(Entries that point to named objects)
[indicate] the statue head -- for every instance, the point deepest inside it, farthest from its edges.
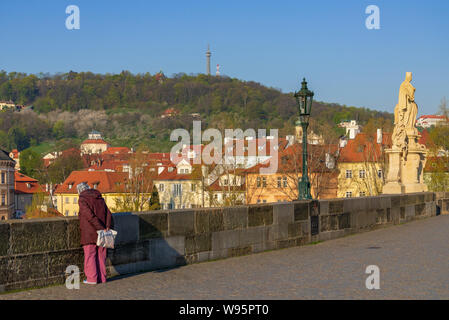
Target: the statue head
(408, 76)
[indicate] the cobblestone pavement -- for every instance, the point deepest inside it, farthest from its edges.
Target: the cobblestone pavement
(413, 262)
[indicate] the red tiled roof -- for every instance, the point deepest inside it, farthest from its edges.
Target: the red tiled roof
(108, 182)
(117, 150)
(437, 164)
(431, 116)
(15, 153)
(94, 141)
(364, 148)
(24, 184)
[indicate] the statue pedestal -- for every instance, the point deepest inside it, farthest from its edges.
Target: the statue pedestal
(413, 169)
(394, 184)
(405, 174)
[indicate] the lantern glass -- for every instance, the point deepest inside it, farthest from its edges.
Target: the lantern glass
(304, 99)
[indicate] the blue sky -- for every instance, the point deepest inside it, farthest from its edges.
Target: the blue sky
(272, 42)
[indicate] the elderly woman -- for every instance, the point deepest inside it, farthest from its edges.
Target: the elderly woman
(93, 215)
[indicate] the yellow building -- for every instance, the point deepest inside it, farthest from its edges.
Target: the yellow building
(181, 187)
(108, 183)
(6, 186)
(282, 185)
(362, 166)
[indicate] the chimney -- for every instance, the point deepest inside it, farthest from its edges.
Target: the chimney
(290, 139)
(379, 136)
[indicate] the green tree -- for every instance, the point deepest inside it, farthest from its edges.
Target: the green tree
(58, 129)
(18, 138)
(31, 164)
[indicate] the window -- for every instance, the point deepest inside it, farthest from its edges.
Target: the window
(348, 174)
(177, 189)
(362, 174)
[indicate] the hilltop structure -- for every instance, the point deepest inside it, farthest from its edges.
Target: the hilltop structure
(6, 186)
(94, 144)
(208, 54)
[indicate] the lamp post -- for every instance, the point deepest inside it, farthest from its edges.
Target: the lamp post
(304, 98)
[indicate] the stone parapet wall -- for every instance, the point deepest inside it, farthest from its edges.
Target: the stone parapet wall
(37, 252)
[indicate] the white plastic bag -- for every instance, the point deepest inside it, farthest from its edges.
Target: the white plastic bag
(106, 238)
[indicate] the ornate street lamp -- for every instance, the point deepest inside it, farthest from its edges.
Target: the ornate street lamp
(304, 98)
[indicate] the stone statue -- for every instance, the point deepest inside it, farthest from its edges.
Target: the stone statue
(407, 157)
(405, 114)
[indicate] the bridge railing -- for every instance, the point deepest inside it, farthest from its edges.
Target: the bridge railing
(37, 252)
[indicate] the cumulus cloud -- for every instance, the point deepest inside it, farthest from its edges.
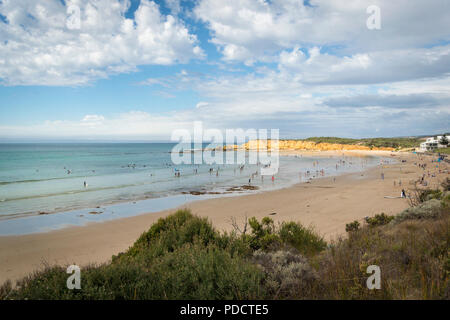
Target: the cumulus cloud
(247, 30)
(38, 47)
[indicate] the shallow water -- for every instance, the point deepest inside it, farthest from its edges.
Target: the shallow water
(42, 185)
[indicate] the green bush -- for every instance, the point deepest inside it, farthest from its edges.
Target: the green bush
(305, 240)
(288, 274)
(379, 220)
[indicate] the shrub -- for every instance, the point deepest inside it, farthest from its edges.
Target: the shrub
(430, 209)
(305, 240)
(288, 274)
(264, 235)
(379, 220)
(446, 184)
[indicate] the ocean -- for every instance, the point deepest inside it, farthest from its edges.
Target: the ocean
(42, 186)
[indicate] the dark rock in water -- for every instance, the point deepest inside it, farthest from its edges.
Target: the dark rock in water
(202, 192)
(243, 188)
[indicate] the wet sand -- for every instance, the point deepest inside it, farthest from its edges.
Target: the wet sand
(324, 203)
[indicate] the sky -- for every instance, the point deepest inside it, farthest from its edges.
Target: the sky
(133, 70)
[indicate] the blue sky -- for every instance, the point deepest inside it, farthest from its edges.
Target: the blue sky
(137, 70)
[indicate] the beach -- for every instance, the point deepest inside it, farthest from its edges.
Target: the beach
(327, 204)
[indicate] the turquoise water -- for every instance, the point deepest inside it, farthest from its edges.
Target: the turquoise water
(39, 179)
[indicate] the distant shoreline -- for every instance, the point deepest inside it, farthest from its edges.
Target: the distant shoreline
(50, 221)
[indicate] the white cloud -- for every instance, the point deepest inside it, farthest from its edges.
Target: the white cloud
(248, 30)
(38, 48)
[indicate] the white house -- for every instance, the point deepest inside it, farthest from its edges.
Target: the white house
(431, 144)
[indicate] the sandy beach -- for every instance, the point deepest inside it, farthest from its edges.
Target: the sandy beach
(325, 203)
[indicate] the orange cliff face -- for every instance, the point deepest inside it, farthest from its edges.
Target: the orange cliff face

**WHAT THIS TASK INVOLVES**:
Lay out every line of the records above as a numbered list, skipping blank lines and leaving the pictures out of your answer.

**REPLY TO THE TASK**:
1. [indicate] the statue head -- for every instance, the point deepest inside it, farthest from its edges.
2. Target: the statue head
3. (408, 76)
4. [indicate] the cobblestone pavement -- for every instance, the point deepest inside it, farthest from its edges.
5. Target: the cobblestone pavement
6. (413, 262)
7. [indicate] the red tiled roof -- for every instance, the point deepest inside it, farthest from its edges.
8. Target: the red tiled roof
9. (108, 182)
10. (117, 150)
11. (437, 164)
12. (431, 116)
13. (15, 153)
14. (94, 141)
15. (364, 148)
16. (24, 184)
17. [indicate] the statue pedestal -- for every instance, the point deepest inside it, farthest from its edges.
18. Target: the statue pedestal
19. (413, 169)
20. (394, 184)
21. (405, 174)
22. [indicate] the lantern glass -- for every instance, the point deepest inside it, farthest from its edges.
23. Target: the lantern glass
24. (304, 99)
25. [indicate] the blue sky -- for every instance, the point deepest inside it, farthest from its edges.
26. Target: the blue sky
27. (272, 42)
28. [indicate] the elderly woman -- for every instance, the point deepest inside it, farthest from its edges.
29. Target: the elderly woman
30. (93, 215)
31. [indicate] the yellow building -- for every instance, the point deepest inside it, farthest from its edges.
32. Target: the yellow building
33. (181, 187)
34. (108, 183)
35. (6, 186)
36. (282, 185)
37. (362, 166)
38. [indicate] the chimney -- for every instance, the point deepest inside it, farthest from its edges.
39. Target: the chimney
40. (290, 139)
41. (379, 136)
42. [indicate] the green tree -- for every instance, the point deepest inside it, farthest from its edges.
43. Target: the green tree
44. (58, 129)
45. (18, 138)
46. (31, 164)
47. [indicate] the window -- for every instance, the point deepest inside it, farthest from its edges.
48. Target: the window
49. (348, 174)
50. (177, 189)
51. (362, 174)
52. [indicate] the hilltop structure -- for every instance, the point deepest inside it, farthest from its edges.
53. Target: the hilltop structure
54. (6, 186)
55. (94, 144)
56. (208, 54)
57. [indicate] the lamp post -- for every instance, the point deepest inside it, farthest from its edges.
58. Target: the lamp post
59. (304, 98)
60. [indicate] the stone parapet wall -- for every instance, the point deepest inside it, farthest from its edges.
61. Target: the stone parapet wall
62. (37, 252)
63. [indicate] the white plastic bag -- for every instance, the point deepest inside it, farthest from its edges.
64. Target: the white plastic bag
65. (106, 238)
66. [indicate] the ornate street lamp -- for every instance, the point deepest inside it, farthest from its edges.
67. Target: the ornate street lamp
68. (304, 98)
69. [indicate] the stone statue -- for every instance, the point deepest inside it, farthest from its edges.
70. Target: the stone statue
71. (407, 157)
72. (405, 114)
73. [indicate] the bridge railing -- for every instance, the point deepest inside it, farthest from its edges.
74. Target: the bridge railing
75. (37, 252)
76. [indicate] the cumulus cloud -- for every instance, the point deepest inside it, farthest from its edges.
77. Target: the cumulus cloud
78. (247, 30)
79. (38, 47)
80. [indicate] the shallow water -- for every instance, the point deepest inside it, farthest from its edges.
81. Target: the shallow water
82. (42, 185)
83. [indicate] the green bush -- for every instance, the point deepest inside it, farthest from its edges.
84. Target: the green bush
85. (305, 240)
86. (288, 274)
87. (379, 220)
88. [indicate] the shrub -- for every instance, the point deepest inside it, farthest from its edges.
89. Target: the shrub
90. (430, 209)
91. (305, 240)
92. (288, 274)
93. (264, 235)
94. (379, 220)
95. (446, 184)
96. [indicate] the ocean -- for every instance, the point deepest inside it, farthest from its edges.
97. Target: the ocean
98. (42, 186)
99. [indicate] the dark rock in water -- for every instance, the point deepest inside it, farthest from its edges.
100. Target: the dark rock in water
101. (202, 192)
102. (243, 188)
103. [indicate] the wet sand -- for every instance, the point deepest inside it, farthest from its edges.
104. Target: the wet sand
105. (324, 203)
106. [indicate] the sky -- for every instance, the point deepest inside it, farthest from its edges.
107. Target: the sky
108. (133, 70)
109. [indicate] the blue sky -- for every instance, the point deepest inside it, farthest from its edges.
110. Target: the blue sky
111. (137, 70)
112. [indicate] the beach -- for every instance, the point deepest inside it, farthest from its edges.
113. Target: the beach
114. (327, 204)
115. [indicate] the turquoise water -- for every instance, the point deepest inside it, farthest from its edges.
116. Target: the turquoise water
117. (39, 179)
118. [indicate] the distant shoreline -- for every instance, the point deepest inside it, farthest from its edges.
119. Target: the distant shoreline
120. (50, 221)
121. [indicate] the white cloud -- for every instance, the point deepest inside it, farthest from its edges.
122. Target: the white cloud
123. (248, 30)
124. (38, 48)
125. [indicate] the white house -- for every instance, the point deepest inside it, farthest from its edges.
126. Target: the white house
127. (431, 144)
128. [indicate] the sandy beach -- for every instance, the point deepest inside it, farthest from its edges.
129. Target: the sandy beach
130. (325, 203)
131. [indicate] the orange cliff face -- for every instance, the point deepest inside it, farthest from its edges.
132. Target: the orange cliff face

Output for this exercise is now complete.